* **Exercise description**
Please give the listing underneath again, exactly as shown.
++++++++
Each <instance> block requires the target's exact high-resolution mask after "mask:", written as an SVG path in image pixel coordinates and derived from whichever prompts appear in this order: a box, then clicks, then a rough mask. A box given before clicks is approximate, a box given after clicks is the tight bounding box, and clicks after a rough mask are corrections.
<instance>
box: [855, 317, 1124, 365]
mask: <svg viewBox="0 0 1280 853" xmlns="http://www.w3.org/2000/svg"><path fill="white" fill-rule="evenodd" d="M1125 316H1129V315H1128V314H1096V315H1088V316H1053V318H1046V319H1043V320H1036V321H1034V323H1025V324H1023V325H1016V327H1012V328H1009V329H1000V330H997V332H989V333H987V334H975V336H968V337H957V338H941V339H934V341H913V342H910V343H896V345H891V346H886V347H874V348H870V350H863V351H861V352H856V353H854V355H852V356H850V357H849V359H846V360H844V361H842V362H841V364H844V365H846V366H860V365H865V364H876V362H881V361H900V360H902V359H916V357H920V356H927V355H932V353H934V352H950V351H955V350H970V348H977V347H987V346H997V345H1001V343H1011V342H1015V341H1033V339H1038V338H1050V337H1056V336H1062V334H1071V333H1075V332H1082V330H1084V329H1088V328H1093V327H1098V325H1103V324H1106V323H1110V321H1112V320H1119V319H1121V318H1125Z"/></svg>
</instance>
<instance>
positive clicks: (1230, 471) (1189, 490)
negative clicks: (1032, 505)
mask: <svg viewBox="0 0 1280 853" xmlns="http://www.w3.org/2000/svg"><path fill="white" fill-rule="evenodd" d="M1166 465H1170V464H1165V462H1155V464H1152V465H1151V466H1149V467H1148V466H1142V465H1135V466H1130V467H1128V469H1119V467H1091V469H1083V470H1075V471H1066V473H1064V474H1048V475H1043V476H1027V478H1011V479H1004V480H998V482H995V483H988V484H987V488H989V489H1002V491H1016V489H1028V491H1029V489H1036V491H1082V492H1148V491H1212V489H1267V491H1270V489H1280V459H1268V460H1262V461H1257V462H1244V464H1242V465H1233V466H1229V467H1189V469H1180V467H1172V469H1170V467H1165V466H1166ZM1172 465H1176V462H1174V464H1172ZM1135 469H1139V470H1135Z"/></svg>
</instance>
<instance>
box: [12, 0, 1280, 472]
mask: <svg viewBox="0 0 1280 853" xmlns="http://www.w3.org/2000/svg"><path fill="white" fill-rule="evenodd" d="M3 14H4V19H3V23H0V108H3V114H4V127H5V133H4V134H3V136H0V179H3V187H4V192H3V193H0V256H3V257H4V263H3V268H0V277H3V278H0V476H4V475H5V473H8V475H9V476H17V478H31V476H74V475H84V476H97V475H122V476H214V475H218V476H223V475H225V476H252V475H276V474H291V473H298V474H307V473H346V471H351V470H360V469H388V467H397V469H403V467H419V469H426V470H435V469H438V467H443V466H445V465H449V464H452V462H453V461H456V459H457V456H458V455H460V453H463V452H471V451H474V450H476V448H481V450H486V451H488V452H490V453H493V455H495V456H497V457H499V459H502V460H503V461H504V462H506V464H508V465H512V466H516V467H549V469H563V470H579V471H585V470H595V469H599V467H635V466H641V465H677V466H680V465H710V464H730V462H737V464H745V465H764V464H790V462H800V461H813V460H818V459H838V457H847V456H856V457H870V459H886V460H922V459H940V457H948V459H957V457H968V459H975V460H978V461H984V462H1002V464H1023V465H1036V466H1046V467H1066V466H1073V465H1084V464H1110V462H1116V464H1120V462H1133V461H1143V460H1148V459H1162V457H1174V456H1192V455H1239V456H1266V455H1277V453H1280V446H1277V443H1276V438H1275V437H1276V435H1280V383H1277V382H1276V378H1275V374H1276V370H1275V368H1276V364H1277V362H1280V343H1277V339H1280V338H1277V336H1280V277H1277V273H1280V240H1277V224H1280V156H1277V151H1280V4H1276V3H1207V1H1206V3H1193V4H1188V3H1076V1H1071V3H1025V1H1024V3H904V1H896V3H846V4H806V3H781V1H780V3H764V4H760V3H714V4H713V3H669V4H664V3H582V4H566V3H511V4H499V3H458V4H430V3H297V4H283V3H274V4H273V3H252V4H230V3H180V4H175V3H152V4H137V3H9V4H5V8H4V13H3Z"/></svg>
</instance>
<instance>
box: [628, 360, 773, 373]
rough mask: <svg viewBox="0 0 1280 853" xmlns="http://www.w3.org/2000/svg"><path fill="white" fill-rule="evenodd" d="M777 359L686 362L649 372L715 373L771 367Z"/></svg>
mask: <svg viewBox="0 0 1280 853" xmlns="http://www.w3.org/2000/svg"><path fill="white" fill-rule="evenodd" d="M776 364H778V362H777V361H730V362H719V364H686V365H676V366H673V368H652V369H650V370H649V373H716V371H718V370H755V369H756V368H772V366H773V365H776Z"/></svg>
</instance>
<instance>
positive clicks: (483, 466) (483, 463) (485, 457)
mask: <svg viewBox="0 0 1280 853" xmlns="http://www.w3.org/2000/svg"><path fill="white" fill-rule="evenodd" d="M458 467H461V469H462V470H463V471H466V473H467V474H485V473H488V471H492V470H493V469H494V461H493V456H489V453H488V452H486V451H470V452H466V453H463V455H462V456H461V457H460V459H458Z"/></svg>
++++++++
* **Written answer**
Each <instance> block requires the target's exact high-resolution mask after "mask:", written as an SVG path in image pixel coordinates and derived from whichever prompts appear in this order: a box, then clicks, then a rough mask. A box given before clicks is approximate, a box given after clicks is the tight bounding box, and clicks after a rough mask are corrections.
<instance>
box: [855, 317, 1124, 365]
mask: <svg viewBox="0 0 1280 853" xmlns="http://www.w3.org/2000/svg"><path fill="white" fill-rule="evenodd" d="M1125 316H1129V315H1128V314H1096V315H1088V316H1053V318H1046V319H1043V320H1036V321H1034V323H1025V324H1023V325H1016V327H1012V328H1009V329H1000V330H997V332H989V333H987V334H975V336H968V337H957V338H941V339H934V341H913V342H910V343H896V345H891V346H886V347H874V348H870V350H863V351H861V352H856V353H854V355H852V356H850V357H849V359H846V360H844V361H842V362H841V364H844V365H846V366H860V365H865V364H876V362H881V361H900V360H902V359H916V357H920V356H927V355H932V353H934V352H950V351H955V350H970V348H977V347H987V346H997V345H1001V343H1011V342H1015V341H1033V339H1038V338H1050V337H1056V336H1062V334H1071V333H1075V332H1082V330H1084V329H1088V328H1093V327H1098V325H1103V324H1106V323H1110V321H1112V320H1119V319H1121V318H1125Z"/></svg>
</instance>
<instance>
positive clicks: (1230, 471) (1189, 490)
negative clicks: (1032, 505)
mask: <svg viewBox="0 0 1280 853" xmlns="http://www.w3.org/2000/svg"><path fill="white" fill-rule="evenodd" d="M1166 465H1170V464H1165V462H1155V464H1152V465H1151V466H1149V467H1148V466H1142V465H1135V466H1130V467H1128V469H1119V467H1091V469H1083V470H1075V471H1066V473H1064V474H1048V475H1043V476H1027V478H1011V479H1004V480H998V482H995V483H988V484H987V488H989V489H1002V491H1016V489H1028V491H1029V489H1036V491H1082V492H1148V491H1212V489H1267V491H1270V489H1280V459H1268V460H1262V461H1257V462H1244V464H1242V465H1233V466H1229V467H1189V469H1180V467H1172V469H1170V467H1165V466H1166ZM1172 465H1176V462H1174V464H1172ZM1135 469H1139V470H1135Z"/></svg>
</instance>
<instance>
box: [12, 0, 1280, 472]
mask: <svg viewBox="0 0 1280 853" xmlns="http://www.w3.org/2000/svg"><path fill="white" fill-rule="evenodd" d="M3 14H4V19H3V23H0V108H3V114H4V127H5V133H4V134H3V136H0V179H3V187H4V192H3V193H0V256H3V257H4V263H3V268H0V277H3V278H0V476H4V475H5V473H8V475H9V476H17V478H31V476H74V475H84V476H97V475H122V476H214V475H218V476H223V475H225V476H252V475H276V474H291V473H298V474H307V473H346V471H351V470H360V469H388V467H397V469H403V467H419V469H426V470H435V469H438V467H443V466H445V465H449V464H452V462H453V461H456V459H457V456H458V455H460V453H463V452H471V451H474V450H476V448H481V450H486V451H488V452H490V453H493V455H495V456H497V457H499V459H502V460H503V461H504V462H506V464H508V465H512V466H516V467H549V469H563V470H579V471H585V470H595V469H599V467H635V466H641V465H677V466H680V465H710V464H730V462H737V464H745V465H764V464H790V462H800V461H813V460H818V459H838V457H847V456H856V457H870V459H886V460H922V459H940V457H948V459H957V457H968V459H975V460H978V461H984V462H1002V464H1023V465H1036V466H1046V467H1066V466H1073V465H1084V464H1110V462H1116V464H1120V462H1133V461H1143V460H1148V459H1162V457H1174V456H1192V455H1239V456H1266V455H1277V453H1280V446H1277V443H1276V438H1275V437H1276V435H1280V383H1277V382H1276V378H1275V374H1276V370H1275V368H1276V364H1277V362H1280V343H1277V339H1280V338H1277V336H1280V277H1277V273H1280V240H1277V224H1280V156H1277V151H1280V4H1276V3H1207V1H1206V3H1193V4H1188V3H1076V1H1071V3H1025V1H1024V3H904V1H896V3H846V4H806V3H781V1H780V3H764V4H760V3H714V4H713V3H669V4H664V3H582V4H566V3H511V4H499V3H458V4H430V3H297V4H283V3H274V4H273V3H252V4H230V3H180V4H175V3H152V4H137V3H9V4H5V8H4V13H3Z"/></svg>
</instance>
<instance>
box: [628, 360, 773, 373]
rough mask: <svg viewBox="0 0 1280 853" xmlns="http://www.w3.org/2000/svg"><path fill="white" fill-rule="evenodd" d="M777 359L686 362L649 372L715 373L771 367Z"/></svg>
mask: <svg viewBox="0 0 1280 853" xmlns="http://www.w3.org/2000/svg"><path fill="white" fill-rule="evenodd" d="M776 364H778V362H777V361H730V362H719V364H686V365H676V366H673V368H652V369H650V370H649V373H716V371H718V370H755V369H756V368H772V366H773V365H776Z"/></svg>
</instance>
<instance>
positive clicks: (483, 466) (483, 463) (485, 457)
mask: <svg viewBox="0 0 1280 853" xmlns="http://www.w3.org/2000/svg"><path fill="white" fill-rule="evenodd" d="M458 467H461V469H462V470H463V471H466V473H467V474H485V473H488V471H492V470H493V469H494V461H493V456H489V453H488V452H486V451H470V452H466V453H463V455H462V456H461V457H460V459H458Z"/></svg>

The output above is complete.